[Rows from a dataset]
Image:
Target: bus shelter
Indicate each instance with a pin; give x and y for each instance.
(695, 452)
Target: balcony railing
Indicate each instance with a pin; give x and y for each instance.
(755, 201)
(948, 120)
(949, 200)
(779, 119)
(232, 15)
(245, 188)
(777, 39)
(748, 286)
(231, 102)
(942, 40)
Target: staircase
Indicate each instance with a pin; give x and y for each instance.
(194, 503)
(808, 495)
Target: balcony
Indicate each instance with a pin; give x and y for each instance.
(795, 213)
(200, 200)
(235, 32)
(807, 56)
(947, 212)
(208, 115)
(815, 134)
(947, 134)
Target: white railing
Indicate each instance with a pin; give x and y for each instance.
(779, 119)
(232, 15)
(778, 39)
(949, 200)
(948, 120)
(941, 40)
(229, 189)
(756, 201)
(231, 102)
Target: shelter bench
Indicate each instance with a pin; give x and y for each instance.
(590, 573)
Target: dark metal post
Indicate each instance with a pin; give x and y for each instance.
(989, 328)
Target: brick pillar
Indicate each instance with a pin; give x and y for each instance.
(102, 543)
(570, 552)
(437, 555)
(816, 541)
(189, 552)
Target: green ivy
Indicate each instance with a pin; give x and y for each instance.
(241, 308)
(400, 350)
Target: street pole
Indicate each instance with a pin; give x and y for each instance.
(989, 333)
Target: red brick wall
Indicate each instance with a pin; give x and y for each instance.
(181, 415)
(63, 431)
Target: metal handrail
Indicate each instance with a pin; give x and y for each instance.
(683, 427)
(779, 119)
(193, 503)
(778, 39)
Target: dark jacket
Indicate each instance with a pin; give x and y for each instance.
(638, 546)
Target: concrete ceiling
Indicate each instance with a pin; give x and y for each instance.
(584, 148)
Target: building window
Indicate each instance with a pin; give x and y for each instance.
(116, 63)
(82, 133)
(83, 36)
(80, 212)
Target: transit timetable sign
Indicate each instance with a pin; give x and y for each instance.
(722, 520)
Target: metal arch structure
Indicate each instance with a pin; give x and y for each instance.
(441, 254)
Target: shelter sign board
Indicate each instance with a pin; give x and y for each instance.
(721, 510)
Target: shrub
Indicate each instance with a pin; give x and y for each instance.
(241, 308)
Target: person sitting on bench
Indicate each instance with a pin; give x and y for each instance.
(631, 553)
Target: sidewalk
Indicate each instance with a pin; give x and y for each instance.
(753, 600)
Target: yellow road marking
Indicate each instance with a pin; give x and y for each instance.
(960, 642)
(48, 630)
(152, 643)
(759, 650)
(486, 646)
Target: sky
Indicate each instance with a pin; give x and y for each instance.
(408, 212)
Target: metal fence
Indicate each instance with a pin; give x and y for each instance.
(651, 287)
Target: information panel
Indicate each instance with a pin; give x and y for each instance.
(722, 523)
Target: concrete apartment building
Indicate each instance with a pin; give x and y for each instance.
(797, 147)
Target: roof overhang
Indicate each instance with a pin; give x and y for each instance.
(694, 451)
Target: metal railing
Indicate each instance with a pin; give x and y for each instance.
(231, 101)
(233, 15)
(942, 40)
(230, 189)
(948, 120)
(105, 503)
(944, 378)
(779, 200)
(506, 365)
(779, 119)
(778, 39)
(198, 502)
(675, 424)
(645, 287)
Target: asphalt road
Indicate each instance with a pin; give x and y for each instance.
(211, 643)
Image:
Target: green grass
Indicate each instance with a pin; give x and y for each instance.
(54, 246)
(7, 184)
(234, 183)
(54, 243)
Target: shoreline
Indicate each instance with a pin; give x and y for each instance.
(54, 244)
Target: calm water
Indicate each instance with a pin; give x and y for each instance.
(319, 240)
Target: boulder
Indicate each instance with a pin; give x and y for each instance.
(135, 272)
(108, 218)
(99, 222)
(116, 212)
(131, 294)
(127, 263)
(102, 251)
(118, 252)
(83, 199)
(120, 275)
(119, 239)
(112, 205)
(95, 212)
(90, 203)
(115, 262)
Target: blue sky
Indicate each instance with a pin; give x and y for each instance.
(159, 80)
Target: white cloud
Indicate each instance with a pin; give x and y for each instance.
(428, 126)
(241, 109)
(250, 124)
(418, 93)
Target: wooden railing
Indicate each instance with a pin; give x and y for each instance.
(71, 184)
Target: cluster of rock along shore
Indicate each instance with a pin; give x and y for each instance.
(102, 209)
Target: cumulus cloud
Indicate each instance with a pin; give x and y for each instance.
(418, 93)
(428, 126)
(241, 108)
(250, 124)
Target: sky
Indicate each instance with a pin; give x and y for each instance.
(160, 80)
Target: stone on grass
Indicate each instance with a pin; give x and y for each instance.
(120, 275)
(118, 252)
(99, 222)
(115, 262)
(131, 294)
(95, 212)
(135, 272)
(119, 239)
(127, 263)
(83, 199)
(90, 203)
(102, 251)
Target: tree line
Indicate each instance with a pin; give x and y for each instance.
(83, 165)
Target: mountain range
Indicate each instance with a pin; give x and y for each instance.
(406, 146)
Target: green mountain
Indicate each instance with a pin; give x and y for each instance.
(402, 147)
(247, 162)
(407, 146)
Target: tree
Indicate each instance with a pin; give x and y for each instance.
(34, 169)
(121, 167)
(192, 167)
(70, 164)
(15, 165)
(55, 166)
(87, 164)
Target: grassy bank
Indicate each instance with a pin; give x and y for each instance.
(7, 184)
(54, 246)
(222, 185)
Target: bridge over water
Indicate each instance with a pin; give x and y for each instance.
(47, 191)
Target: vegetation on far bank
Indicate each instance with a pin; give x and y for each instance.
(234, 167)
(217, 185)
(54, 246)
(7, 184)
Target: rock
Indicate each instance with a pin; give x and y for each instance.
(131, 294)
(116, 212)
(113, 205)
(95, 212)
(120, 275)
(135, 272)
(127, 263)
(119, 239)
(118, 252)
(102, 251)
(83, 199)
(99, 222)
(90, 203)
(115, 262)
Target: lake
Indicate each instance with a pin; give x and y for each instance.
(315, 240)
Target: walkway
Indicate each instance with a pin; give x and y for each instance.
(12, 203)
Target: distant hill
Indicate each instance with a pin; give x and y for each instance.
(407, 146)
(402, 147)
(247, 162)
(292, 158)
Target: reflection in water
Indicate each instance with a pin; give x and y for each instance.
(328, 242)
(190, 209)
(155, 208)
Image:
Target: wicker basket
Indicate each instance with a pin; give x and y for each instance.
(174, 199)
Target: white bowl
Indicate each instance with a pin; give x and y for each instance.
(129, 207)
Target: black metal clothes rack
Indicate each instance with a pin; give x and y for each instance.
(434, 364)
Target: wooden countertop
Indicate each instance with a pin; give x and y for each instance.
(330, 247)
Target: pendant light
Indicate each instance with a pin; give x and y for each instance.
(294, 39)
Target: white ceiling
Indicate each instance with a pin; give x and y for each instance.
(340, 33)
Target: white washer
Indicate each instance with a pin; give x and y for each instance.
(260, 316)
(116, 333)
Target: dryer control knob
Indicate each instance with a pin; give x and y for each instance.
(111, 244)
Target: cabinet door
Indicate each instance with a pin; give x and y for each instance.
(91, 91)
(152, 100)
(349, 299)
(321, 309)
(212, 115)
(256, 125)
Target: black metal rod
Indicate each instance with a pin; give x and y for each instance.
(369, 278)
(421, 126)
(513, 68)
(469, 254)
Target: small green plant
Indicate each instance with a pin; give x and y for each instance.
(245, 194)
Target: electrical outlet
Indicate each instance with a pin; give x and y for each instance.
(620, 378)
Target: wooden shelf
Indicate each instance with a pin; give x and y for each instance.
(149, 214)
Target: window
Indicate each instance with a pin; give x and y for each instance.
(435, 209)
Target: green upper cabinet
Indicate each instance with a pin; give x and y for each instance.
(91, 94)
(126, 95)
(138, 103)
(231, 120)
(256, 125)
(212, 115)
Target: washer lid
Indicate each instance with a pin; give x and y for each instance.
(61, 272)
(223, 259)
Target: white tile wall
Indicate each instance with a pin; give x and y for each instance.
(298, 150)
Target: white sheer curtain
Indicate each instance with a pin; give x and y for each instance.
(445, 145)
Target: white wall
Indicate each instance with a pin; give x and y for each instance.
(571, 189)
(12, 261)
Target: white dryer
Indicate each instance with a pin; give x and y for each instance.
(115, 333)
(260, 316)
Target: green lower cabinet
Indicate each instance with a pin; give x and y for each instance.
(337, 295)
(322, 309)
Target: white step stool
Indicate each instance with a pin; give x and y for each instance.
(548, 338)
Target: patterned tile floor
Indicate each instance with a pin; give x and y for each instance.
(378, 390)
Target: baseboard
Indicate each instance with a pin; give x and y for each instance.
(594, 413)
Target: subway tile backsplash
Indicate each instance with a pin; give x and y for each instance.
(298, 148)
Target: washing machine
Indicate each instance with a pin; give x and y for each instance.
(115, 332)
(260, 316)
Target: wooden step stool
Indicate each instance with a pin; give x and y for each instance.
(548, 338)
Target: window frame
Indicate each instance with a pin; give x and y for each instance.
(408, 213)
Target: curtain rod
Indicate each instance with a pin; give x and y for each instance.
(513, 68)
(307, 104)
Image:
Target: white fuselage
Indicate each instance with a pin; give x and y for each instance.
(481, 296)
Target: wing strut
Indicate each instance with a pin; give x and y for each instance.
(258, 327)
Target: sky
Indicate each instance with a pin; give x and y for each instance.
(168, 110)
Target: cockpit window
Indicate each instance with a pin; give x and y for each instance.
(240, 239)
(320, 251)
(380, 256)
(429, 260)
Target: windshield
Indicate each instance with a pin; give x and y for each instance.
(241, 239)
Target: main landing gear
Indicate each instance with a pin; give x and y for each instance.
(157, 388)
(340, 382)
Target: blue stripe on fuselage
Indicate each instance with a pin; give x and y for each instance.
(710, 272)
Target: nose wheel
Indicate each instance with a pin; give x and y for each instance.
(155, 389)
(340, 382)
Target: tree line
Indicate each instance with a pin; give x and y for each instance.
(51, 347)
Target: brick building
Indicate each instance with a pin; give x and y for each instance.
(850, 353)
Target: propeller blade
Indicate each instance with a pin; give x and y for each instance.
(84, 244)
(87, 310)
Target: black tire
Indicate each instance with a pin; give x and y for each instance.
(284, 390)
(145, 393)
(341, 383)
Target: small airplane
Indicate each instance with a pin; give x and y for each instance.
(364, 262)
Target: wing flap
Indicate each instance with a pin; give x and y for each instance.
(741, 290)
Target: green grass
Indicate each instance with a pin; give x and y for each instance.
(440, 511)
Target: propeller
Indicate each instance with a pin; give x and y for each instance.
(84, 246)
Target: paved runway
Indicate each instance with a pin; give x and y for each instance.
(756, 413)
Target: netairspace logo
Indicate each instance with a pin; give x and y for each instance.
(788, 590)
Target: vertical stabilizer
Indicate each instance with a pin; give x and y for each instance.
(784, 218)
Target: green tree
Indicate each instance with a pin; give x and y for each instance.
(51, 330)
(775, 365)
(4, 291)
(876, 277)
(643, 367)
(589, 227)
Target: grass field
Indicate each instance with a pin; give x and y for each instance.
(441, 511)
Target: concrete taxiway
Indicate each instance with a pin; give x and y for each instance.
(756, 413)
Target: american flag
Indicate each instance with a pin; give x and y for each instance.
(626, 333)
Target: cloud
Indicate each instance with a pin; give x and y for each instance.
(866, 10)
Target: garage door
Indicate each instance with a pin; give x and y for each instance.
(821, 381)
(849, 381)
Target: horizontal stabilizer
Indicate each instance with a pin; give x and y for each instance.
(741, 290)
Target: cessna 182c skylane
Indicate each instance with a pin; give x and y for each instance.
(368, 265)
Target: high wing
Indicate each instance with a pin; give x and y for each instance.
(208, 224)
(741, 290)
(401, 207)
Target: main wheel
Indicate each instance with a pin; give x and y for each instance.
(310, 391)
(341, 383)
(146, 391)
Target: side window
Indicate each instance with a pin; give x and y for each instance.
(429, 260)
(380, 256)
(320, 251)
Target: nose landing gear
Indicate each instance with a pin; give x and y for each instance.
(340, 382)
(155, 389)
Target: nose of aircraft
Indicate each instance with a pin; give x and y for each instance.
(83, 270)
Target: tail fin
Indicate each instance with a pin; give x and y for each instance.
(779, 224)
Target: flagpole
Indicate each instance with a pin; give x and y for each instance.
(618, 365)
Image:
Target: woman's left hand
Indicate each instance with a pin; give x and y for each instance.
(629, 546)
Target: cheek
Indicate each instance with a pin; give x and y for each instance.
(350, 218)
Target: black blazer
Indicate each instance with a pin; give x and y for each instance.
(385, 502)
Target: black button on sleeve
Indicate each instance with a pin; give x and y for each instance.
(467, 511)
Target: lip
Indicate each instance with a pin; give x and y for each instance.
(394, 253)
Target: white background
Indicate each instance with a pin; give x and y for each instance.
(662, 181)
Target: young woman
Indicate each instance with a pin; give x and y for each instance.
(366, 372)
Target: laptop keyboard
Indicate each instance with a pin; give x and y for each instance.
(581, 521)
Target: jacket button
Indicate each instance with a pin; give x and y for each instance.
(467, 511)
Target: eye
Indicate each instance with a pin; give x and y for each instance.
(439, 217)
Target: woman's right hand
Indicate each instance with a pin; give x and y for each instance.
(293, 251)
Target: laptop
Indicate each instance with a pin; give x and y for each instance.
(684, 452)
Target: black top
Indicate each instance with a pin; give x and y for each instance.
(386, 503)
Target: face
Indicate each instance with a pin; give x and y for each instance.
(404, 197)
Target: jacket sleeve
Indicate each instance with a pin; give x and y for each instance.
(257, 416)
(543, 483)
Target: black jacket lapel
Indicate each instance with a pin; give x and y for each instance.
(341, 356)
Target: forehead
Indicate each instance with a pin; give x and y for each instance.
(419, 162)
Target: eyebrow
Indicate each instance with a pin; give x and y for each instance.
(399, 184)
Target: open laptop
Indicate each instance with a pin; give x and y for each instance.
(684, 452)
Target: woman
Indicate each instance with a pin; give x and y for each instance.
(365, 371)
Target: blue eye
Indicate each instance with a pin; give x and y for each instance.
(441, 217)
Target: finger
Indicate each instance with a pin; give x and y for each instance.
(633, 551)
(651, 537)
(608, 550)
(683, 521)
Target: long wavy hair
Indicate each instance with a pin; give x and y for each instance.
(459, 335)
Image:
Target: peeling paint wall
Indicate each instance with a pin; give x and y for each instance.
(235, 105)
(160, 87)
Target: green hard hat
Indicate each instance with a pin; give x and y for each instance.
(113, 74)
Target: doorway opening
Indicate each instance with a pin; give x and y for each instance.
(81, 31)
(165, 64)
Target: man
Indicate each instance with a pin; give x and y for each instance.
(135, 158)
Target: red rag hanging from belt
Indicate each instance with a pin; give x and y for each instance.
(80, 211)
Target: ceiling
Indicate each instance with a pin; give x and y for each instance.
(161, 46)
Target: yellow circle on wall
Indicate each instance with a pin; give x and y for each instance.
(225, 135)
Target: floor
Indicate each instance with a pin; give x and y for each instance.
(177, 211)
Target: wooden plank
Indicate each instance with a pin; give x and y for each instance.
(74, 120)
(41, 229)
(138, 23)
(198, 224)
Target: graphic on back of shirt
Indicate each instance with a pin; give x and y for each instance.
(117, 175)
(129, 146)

JOB →
In the records above, find the line containing "Target: man"; please retype it and every line after it through the last line, exactly and with nothing else.

FULL RESPONSE →
Target: man
Indicate each instance with a pin; give x and y for each instance.
(135, 158)
Target: red rag hanging from belt
Indicate each instance with a pin; give x and y for each instance.
(80, 211)
Target: ceiling
Indicate each instance with a pin; give x and y for each instance.
(161, 46)
Target: yellow circle on wall
Indicate each instance with a pin; give x and y for each instance.
(225, 135)
Target: floor
Indicate each instance with a pin; give x and y for each instance.
(177, 211)
Target: wooden plank
Indicate each instance with a pin; give x and y for each instance.
(74, 120)
(41, 229)
(138, 23)
(198, 224)
Target: graphic on back of shirt
Indicate each instance with a pin; give x and y for each instance.
(117, 175)
(129, 146)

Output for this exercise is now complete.